Instructions for the task:
After removing every image, reproduce the data exactly as it appears.
[[ Records supplied, beginning ]]
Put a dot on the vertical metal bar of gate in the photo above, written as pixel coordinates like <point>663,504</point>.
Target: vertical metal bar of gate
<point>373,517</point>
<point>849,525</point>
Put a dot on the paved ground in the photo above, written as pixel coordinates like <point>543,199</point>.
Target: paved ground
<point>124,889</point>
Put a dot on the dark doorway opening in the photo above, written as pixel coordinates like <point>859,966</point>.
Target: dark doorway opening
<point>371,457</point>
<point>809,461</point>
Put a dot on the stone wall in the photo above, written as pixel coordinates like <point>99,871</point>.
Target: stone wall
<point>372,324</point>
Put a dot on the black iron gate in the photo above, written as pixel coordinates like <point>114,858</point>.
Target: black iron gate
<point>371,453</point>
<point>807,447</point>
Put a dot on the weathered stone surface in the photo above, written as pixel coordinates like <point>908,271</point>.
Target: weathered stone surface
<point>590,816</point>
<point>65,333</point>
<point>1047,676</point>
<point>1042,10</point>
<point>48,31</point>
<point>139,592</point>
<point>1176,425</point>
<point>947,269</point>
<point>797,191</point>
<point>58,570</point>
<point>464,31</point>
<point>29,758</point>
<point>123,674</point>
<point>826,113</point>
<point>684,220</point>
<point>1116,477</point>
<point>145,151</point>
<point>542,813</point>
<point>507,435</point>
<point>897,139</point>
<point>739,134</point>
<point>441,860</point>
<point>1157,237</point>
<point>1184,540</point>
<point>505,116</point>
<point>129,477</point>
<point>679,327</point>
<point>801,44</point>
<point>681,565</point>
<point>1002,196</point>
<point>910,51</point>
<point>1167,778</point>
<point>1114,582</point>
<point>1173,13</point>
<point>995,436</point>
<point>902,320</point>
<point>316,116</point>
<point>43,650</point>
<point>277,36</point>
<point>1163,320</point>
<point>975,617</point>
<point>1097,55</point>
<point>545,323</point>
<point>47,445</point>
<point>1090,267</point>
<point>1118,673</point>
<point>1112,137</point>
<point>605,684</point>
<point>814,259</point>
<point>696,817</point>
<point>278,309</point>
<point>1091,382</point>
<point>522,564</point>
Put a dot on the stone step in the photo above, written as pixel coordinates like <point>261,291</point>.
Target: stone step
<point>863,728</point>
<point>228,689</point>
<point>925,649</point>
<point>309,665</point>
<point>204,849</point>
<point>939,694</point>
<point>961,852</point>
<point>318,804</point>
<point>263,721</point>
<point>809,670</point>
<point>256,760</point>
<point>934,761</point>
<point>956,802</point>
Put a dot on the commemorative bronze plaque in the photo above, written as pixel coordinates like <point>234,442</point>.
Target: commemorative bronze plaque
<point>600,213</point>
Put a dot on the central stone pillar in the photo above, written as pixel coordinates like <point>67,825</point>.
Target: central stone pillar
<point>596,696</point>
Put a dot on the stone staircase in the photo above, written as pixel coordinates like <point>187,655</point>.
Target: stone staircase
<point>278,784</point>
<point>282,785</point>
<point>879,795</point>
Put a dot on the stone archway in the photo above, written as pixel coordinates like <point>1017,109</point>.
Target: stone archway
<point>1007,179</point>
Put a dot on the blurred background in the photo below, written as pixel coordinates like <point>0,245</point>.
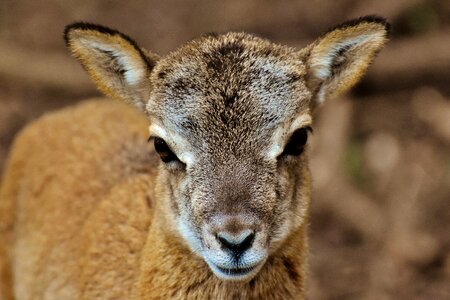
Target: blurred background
<point>380,226</point>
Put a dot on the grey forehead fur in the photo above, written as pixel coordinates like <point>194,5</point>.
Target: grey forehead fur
<point>228,90</point>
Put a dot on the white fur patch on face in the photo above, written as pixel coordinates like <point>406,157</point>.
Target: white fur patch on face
<point>280,136</point>
<point>189,235</point>
<point>176,143</point>
<point>134,70</point>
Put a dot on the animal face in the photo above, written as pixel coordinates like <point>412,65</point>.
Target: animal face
<point>230,116</point>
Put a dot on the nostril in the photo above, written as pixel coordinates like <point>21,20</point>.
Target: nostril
<point>236,244</point>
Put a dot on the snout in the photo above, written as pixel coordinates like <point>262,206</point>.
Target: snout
<point>235,247</point>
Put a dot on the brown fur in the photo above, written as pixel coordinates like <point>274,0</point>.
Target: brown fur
<point>87,212</point>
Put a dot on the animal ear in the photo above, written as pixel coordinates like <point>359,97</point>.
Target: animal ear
<point>338,59</point>
<point>116,64</point>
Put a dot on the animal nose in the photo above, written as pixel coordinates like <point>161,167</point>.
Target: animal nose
<point>236,243</point>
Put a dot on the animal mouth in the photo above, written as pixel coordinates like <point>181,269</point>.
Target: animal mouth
<point>236,271</point>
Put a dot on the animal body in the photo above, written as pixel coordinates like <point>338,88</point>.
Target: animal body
<point>218,209</point>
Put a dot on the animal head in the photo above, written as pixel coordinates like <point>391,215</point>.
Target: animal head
<point>230,116</point>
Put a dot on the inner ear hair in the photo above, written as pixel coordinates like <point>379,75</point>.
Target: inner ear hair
<point>338,58</point>
<point>116,64</point>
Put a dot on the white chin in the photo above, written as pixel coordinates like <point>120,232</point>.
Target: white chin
<point>235,274</point>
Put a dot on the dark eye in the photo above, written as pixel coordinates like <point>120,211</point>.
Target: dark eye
<point>297,142</point>
<point>164,151</point>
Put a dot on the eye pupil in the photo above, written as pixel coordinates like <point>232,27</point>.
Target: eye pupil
<point>297,142</point>
<point>164,151</point>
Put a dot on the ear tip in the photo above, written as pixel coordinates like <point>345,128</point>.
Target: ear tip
<point>365,19</point>
<point>86,26</point>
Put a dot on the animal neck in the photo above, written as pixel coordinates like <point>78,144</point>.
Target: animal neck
<point>169,270</point>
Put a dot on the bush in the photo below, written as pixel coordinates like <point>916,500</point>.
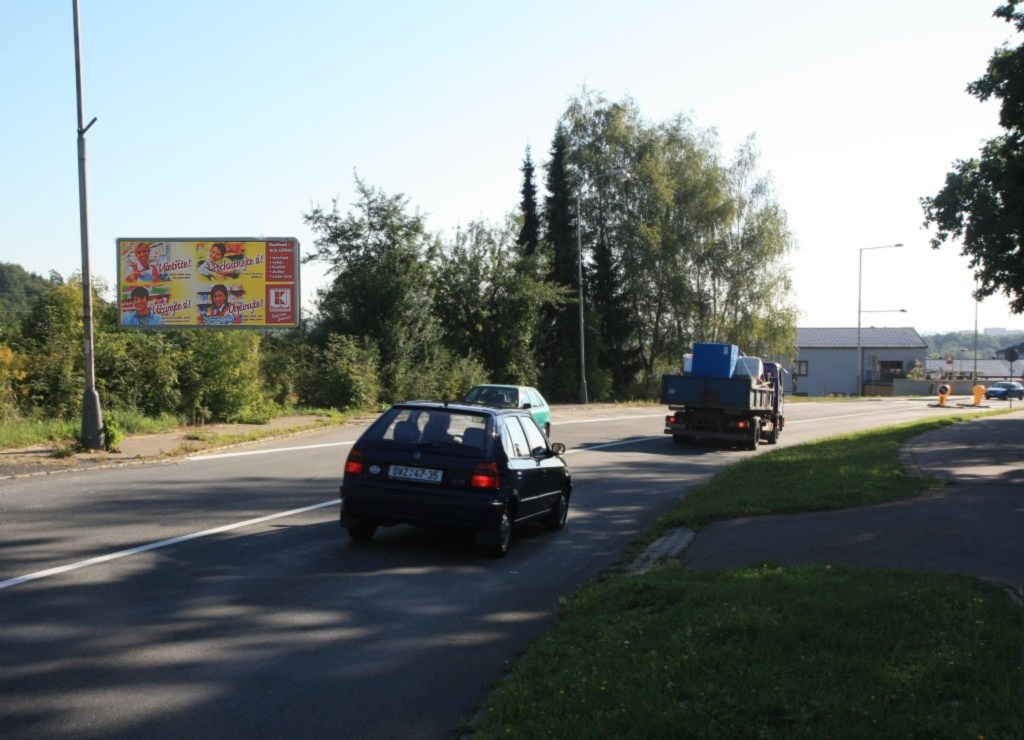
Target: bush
<point>341,376</point>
[[ Records supplied, end ]]
Result of the exercise:
Put a dot on the vertical metal bar of gate in the photo above, written as pixel coordinates like <point>663,504</point>.
Target: vertical metal bar of gate
<point>373,517</point>
<point>849,525</point>
Put a dot on the paved ground in the photo above, written as pixel coordinates like <point>543,199</point>.
Target: paved ground
<point>124,889</point>
Put a dot on the dark doorway opening in the photo above, written as pixel coordinates like <point>859,966</point>.
Target: dark doorway opening
<point>371,457</point>
<point>809,461</point>
Put a dot on the stone wall in the photo above, written as pixel coordinates like <point>99,871</point>.
Target: stone wall
<point>372,324</point>
Put a dot on the black iron gate in the photo above, written as pixel coordinates like <point>114,858</point>.
Target: black iron gate
<point>371,453</point>
<point>807,447</point>
Put a dot on the weathered stone surface in the photo above, written as pixel coordinates like <point>908,271</point>.
Target: weathered stone surface
<point>590,816</point>
<point>65,333</point>
<point>1047,676</point>
<point>1042,10</point>
<point>48,31</point>
<point>139,592</point>
<point>1176,425</point>
<point>947,269</point>
<point>797,191</point>
<point>58,570</point>
<point>464,31</point>
<point>29,758</point>
<point>123,674</point>
<point>826,113</point>
<point>684,220</point>
<point>1116,477</point>
<point>145,151</point>
<point>542,813</point>
<point>507,435</point>
<point>897,139</point>
<point>739,134</point>
<point>441,860</point>
<point>1157,237</point>
<point>1184,540</point>
<point>505,116</point>
<point>129,477</point>
<point>679,327</point>
<point>801,44</point>
<point>681,565</point>
<point>1002,196</point>
<point>910,51</point>
<point>1167,778</point>
<point>1114,582</point>
<point>1173,13</point>
<point>995,436</point>
<point>902,320</point>
<point>316,116</point>
<point>43,650</point>
<point>277,36</point>
<point>1163,320</point>
<point>975,617</point>
<point>1097,55</point>
<point>545,323</point>
<point>47,445</point>
<point>1090,267</point>
<point>1118,673</point>
<point>1112,137</point>
<point>605,684</point>
<point>814,259</point>
<point>696,817</point>
<point>278,309</point>
<point>1091,382</point>
<point>522,564</point>
Put a dot on the stone step in the photo above, written as pixel coordinates like <point>261,291</point>.
Target: stone step
<point>863,728</point>
<point>228,689</point>
<point>925,649</point>
<point>309,665</point>
<point>204,849</point>
<point>939,694</point>
<point>961,852</point>
<point>318,804</point>
<point>263,721</point>
<point>809,670</point>
<point>256,760</point>
<point>934,761</point>
<point>956,802</point>
Put a dot on the commemorative bronze plaque in the photo above, written as pixel coordinates like <point>234,442</point>.
Target: commemorative bronze plaque
<point>600,213</point>
Put a dot on the central stone pillar in the photo above, written as pixel coordinates like <point>67,825</point>.
Target: central stone pillar
<point>596,696</point>
Put a dot on the stone staircase in the photo above, written as pixel coordinates like <point>187,655</point>.
Target: stone staircase
<point>278,784</point>
<point>282,785</point>
<point>879,795</point>
Put a dot on the stone archway in the photo above, written as pixel coordinates like <point>1017,109</point>.
Target: stone archway
<point>1007,179</point>
Put a dot on the blurred background in the photo below, written as pixel coordinates like <point>0,245</point>.
Target: blurred background
<point>380,226</point>
Put a dot on the grey forehead fur in the photo above, written as pixel coordinates like <point>194,5</point>.
Target: grey forehead fur
<point>228,90</point>
Put a dot on the white fur patch on face in the photo above, written as pixel coordinates like <point>406,157</point>.
Target: white fur patch on face
<point>280,136</point>
<point>189,235</point>
<point>176,143</point>
<point>134,70</point>
Put a dot on the animal face in the photo above, written as pixel coordinates like <point>412,65</point>.
Target: animal face
<point>230,116</point>
Put a dot on the nostril in the photo above, written as pixel coordinates like <point>21,20</point>.
Target: nostril
<point>236,244</point>
Put a dot on the snout in the photo above, written as pixel coordinates like <point>262,206</point>.
Target: snout
<point>235,247</point>
Put a dot on the brown fur in the photo above, written as pixel coordinates like <point>274,0</point>.
Target: brown fur
<point>87,212</point>
Put a dot on the animal ear in the photo above, written as pixel coordinates like <point>359,97</point>.
Target: animal ear
<point>338,59</point>
<point>116,64</point>
Put a dot on the animal nose in the photo above, written as pixel coordinates like <point>161,167</point>.
Target: animal nose
<point>236,243</point>
Put a dot on the animal mouth in the photo above, written as pixel coordinates like <point>181,269</point>.
Target: animal mouth
<point>236,271</point>
Put a dot on the animal body in the photo above, written as pixel coordinates like <point>338,88</point>.
Target: animal body
<point>218,209</point>
Put a dot on the animal head in the photo above, written as pixel coordinates like <point>391,215</point>.
Target: animal head
<point>230,116</point>
Put a dot on the inner ear hair in the photo above, written as pixel coordinates like <point>379,75</point>.
Target: inner ear hair
<point>338,58</point>
<point>116,64</point>
Put a dot on the white chin in the photo above, written as pixel coordinates like <point>120,232</point>.
Target: white chin
<point>235,274</point>
Put a dot on the dark eye in the photo above, written as pixel coordinates like <point>120,211</point>.
Target: dark eye
<point>297,142</point>
<point>164,151</point>
Put a dot on the eye pupil in the photo above, written as pixel coordinates like <point>232,27</point>.
Target: eye pupil
<point>297,142</point>
<point>164,151</point>
Put a dot on the ear tip in the photo above, written as pixel coordinates like <point>345,128</point>.
Target: ear tip
<point>365,19</point>
<point>86,26</point>
Put a dot on the animal neck in the photo above, written as pixel coordinates like <point>78,144</point>.
Target: animal neck
<point>169,270</point>
Put a dot on the bush in the photo below, written as pixel coordinates like <point>916,500</point>.
Target: bush
<point>341,376</point>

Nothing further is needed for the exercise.